*Text block*
|Oct24-08, 03:53 PM||#1|
GMST scenarios ..plz help
Hey how you doing? Can anyone tell me 2 scenarios that could possibly lead to no overall change in GMST in this way please. I think (1) and (3) might be right?
(1) The fraction of Earth's surface covered with ice and snow decreases while the albedo of the surface (which isn't covered by ice and snow) decreases.
(2) The atmospheric CO2 concentration decreases while the solar constant increases.
(3) The volcanic aerosol content in the atmosphere increases while the atmospheric H2O concentration decreases.
(4) The volcanic aerosol content in the atmosphere decreases while the atmospheric CO2 concentration increases.
(5) The albedo of the surface (which isn't covered by ice and snow) decreases while the fraction of Earth's surface covered with ice and snow increases.

*Data*
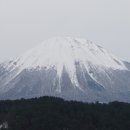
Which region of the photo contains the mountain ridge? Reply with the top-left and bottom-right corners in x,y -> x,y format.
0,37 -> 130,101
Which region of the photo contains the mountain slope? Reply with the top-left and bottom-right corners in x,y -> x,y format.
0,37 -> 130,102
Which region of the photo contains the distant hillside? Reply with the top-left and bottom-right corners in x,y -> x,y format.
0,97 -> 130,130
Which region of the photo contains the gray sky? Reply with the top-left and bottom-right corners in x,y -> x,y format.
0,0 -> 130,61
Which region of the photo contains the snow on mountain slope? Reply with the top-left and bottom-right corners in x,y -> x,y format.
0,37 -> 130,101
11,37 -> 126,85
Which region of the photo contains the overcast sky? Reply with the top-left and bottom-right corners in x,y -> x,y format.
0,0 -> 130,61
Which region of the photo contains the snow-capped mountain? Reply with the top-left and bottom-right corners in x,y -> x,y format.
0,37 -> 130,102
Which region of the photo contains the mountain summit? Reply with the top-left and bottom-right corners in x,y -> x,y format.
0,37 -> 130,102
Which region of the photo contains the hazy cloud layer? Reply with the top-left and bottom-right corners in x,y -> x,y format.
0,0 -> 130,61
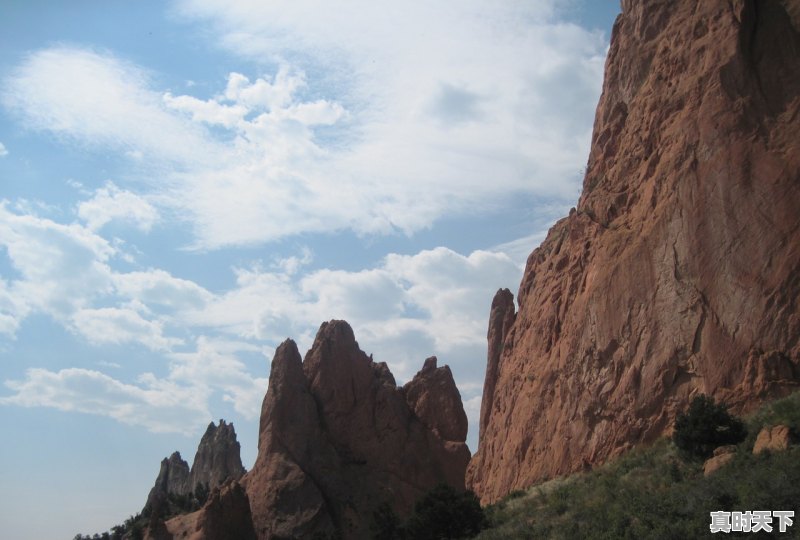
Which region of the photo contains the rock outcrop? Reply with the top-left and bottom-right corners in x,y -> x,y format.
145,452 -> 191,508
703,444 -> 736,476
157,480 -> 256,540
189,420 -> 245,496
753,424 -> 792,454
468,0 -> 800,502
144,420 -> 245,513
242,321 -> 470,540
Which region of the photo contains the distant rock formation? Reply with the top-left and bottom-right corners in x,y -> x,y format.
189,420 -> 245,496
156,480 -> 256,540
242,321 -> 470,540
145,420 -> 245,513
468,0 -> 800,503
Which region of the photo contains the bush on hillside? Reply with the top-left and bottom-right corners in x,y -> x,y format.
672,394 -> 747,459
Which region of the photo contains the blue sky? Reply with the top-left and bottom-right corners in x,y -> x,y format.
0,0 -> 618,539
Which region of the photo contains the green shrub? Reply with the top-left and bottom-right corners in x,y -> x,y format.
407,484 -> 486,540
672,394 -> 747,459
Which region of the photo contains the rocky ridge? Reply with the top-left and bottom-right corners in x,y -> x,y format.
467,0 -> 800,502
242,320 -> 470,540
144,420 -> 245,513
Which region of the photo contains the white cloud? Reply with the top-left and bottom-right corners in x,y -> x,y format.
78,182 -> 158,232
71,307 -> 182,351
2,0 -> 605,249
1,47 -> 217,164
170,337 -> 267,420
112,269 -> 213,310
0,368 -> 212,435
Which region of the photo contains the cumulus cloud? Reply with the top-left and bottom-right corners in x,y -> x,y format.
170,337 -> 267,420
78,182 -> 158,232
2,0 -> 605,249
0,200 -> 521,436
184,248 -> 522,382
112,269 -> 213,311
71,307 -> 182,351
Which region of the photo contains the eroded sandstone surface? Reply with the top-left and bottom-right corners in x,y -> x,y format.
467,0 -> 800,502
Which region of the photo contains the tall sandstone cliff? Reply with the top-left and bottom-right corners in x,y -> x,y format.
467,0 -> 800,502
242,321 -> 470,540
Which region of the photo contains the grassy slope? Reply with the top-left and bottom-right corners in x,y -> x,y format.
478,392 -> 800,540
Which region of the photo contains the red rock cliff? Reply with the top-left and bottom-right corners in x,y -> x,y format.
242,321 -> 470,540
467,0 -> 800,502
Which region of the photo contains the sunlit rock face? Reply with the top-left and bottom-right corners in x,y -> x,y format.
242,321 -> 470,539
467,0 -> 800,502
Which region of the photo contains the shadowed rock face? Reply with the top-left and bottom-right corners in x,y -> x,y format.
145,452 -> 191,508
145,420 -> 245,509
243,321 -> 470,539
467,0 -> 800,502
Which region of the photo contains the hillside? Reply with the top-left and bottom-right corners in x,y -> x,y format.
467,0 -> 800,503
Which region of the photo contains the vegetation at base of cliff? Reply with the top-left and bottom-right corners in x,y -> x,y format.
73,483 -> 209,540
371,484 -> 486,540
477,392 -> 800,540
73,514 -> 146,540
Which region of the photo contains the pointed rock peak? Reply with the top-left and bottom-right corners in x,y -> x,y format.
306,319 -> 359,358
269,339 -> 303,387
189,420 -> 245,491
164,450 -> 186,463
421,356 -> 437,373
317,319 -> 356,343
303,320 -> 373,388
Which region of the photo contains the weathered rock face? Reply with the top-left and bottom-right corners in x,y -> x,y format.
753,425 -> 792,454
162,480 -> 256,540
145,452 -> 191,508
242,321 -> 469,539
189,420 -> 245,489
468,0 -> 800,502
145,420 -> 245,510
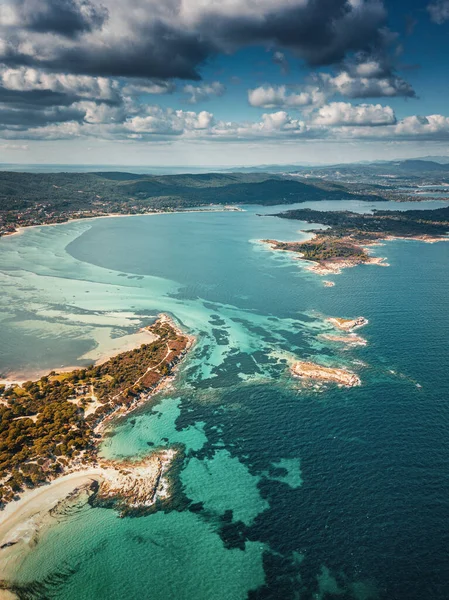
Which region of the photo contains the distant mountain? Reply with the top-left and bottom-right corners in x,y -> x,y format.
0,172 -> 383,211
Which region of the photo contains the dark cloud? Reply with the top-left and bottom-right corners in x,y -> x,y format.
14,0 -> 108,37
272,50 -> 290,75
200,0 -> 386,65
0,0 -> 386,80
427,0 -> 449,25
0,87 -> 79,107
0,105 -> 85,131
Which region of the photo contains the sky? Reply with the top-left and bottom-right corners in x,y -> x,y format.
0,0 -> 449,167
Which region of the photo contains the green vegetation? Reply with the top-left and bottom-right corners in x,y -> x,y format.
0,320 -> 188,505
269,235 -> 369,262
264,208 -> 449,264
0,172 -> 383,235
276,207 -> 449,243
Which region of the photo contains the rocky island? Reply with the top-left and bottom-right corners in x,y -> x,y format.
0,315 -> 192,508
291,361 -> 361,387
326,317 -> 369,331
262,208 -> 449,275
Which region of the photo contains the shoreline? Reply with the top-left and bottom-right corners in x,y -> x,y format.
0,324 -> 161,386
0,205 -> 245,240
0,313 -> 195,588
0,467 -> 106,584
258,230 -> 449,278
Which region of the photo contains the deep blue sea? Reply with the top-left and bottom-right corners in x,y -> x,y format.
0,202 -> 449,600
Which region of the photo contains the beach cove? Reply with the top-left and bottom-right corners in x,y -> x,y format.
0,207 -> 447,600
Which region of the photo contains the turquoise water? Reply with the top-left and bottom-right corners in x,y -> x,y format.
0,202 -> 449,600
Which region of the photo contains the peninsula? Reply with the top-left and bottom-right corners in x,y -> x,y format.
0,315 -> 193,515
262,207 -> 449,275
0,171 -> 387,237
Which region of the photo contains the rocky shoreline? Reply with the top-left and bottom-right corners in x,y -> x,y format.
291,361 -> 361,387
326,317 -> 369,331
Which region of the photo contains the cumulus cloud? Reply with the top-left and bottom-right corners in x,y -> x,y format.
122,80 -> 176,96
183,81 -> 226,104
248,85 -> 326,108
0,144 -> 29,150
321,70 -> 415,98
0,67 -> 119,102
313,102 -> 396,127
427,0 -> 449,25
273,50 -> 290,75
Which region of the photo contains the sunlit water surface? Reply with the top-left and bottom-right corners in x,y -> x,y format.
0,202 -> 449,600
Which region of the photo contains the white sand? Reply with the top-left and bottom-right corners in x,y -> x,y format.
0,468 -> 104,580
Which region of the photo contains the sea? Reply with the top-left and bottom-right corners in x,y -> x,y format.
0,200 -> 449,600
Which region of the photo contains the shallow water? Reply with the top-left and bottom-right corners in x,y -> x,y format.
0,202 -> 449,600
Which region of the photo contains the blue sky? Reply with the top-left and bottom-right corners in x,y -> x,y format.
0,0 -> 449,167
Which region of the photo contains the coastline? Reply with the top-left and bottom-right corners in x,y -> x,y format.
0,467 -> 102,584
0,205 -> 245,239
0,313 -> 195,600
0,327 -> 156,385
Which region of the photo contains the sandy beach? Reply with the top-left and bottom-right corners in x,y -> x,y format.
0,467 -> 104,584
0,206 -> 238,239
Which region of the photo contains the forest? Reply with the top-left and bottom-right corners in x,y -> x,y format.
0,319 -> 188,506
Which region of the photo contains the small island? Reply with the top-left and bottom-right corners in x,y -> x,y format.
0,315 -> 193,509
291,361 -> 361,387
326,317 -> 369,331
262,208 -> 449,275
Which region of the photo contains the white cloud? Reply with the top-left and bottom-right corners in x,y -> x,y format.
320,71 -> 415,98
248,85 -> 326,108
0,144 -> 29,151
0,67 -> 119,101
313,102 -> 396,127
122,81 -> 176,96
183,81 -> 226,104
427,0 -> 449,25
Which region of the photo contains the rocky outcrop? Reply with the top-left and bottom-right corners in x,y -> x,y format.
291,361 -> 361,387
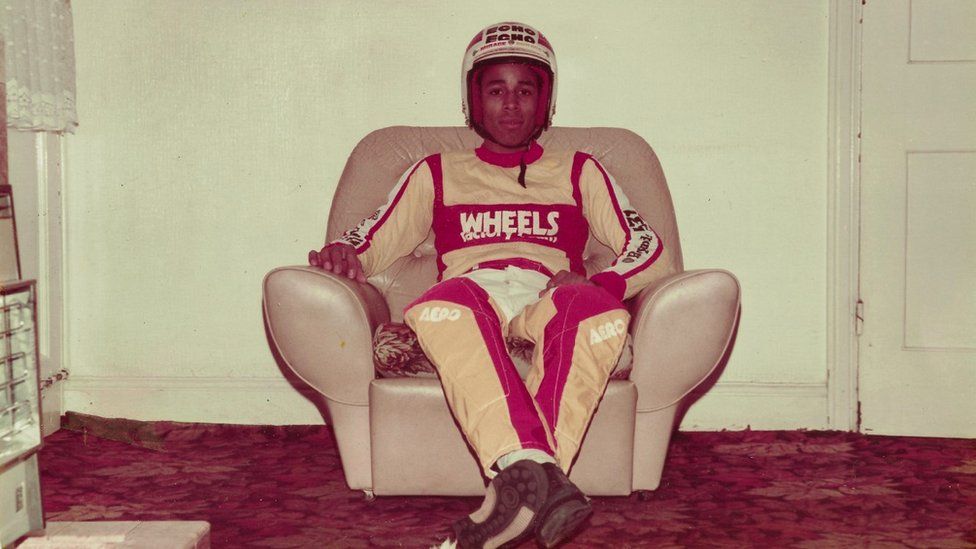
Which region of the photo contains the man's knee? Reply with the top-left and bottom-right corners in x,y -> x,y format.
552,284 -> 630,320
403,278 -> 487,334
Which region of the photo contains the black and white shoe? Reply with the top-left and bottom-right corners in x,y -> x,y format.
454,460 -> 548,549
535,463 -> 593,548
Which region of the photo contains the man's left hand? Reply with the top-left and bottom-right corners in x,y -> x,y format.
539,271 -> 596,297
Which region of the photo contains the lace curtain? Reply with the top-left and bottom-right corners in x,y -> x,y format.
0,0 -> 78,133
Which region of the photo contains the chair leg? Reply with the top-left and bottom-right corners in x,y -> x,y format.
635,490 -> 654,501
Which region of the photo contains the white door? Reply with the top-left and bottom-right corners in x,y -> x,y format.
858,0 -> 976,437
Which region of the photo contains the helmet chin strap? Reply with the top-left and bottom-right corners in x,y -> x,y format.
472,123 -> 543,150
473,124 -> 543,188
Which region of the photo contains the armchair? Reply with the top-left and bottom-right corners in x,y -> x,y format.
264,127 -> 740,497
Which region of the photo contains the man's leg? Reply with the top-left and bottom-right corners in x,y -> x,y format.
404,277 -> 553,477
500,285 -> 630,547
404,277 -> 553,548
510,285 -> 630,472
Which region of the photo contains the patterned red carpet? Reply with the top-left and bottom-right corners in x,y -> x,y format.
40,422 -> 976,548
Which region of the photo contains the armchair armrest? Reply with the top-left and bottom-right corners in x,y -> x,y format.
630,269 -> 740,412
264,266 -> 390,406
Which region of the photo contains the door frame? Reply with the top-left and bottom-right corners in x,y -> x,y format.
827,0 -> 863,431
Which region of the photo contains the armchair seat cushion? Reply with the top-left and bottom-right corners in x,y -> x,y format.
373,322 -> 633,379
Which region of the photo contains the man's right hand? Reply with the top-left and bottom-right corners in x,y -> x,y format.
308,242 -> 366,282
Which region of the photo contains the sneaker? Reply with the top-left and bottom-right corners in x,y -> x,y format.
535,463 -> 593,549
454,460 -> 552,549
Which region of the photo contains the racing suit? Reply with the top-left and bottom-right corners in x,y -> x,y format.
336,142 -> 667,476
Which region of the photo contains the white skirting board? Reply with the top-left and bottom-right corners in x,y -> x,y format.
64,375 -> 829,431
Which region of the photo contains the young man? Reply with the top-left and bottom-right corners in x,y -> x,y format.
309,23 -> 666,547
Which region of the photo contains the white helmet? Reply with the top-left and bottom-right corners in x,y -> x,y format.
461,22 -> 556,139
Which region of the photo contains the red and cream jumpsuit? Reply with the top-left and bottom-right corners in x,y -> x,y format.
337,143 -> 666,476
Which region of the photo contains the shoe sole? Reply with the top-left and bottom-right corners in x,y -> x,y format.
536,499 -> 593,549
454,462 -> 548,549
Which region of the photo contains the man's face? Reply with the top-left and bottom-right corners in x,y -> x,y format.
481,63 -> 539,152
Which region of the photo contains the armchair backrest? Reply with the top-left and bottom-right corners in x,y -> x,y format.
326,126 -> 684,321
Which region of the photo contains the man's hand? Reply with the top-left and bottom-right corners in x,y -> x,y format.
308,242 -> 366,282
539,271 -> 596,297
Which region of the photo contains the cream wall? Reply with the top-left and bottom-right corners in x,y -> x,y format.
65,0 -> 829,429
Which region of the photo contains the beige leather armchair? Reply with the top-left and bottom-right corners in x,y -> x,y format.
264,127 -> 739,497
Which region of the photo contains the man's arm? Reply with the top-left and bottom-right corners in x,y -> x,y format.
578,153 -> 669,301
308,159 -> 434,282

*Set task 1*
In the forum post about GMST scenarios, swap "albedo" for "reflectivity" and give the passage starting at "(5) The albedo" and ending at "and snow increases.".
*Set task 2*
Put the lines of the entries into a Markdown table with the columns Row and Entry line, starting at the line that contains "Which region of the photo contains the rock outcrop?" and ending at the line that contains "0,0 -> 618,539", and leave out any blank lines.

*Complete answer 1*
(5) The reflectivity of the surface (which isn't covered by ice and snow) decreases while the fraction of Earth's surface covered with ice and snow increases.

*Complete answer 2*
| Row | Entry line |
|---|---|
| 1 | Which region of the photo contains the rock outcrop? Reply with the top-left and bottom-right corners in x,y -> x,y format. |
| 2 | 145,452 -> 191,508 |
| 3 | 703,444 -> 736,476 |
| 4 | 157,480 -> 256,540 |
| 5 | 189,420 -> 245,496 |
| 6 | 753,424 -> 792,454 |
| 7 | 468,0 -> 800,502 |
| 8 | 144,420 -> 245,513 |
| 9 | 242,321 -> 470,540 |
| 10 | Which region of the photo contains the distant rock formation? Reply with the top-left and bottom-right corners in x,y -> x,y format. |
| 11 | 189,420 -> 245,496 |
| 12 | 156,480 -> 256,540 |
| 13 | 242,321 -> 470,540 |
| 14 | 145,420 -> 245,513 |
| 15 | 468,0 -> 800,503 |
| 16 | Which region of the photo contains the bush on hillside? Reply with the top-left and bottom-right corners in x,y -> x,y format. |
| 17 | 672,394 -> 747,459 |
| 18 | Which region of the photo contains the blue sky? Reply with the top-left and bottom-right corners in x,y -> x,y format. |
| 19 | 0,0 -> 618,539 |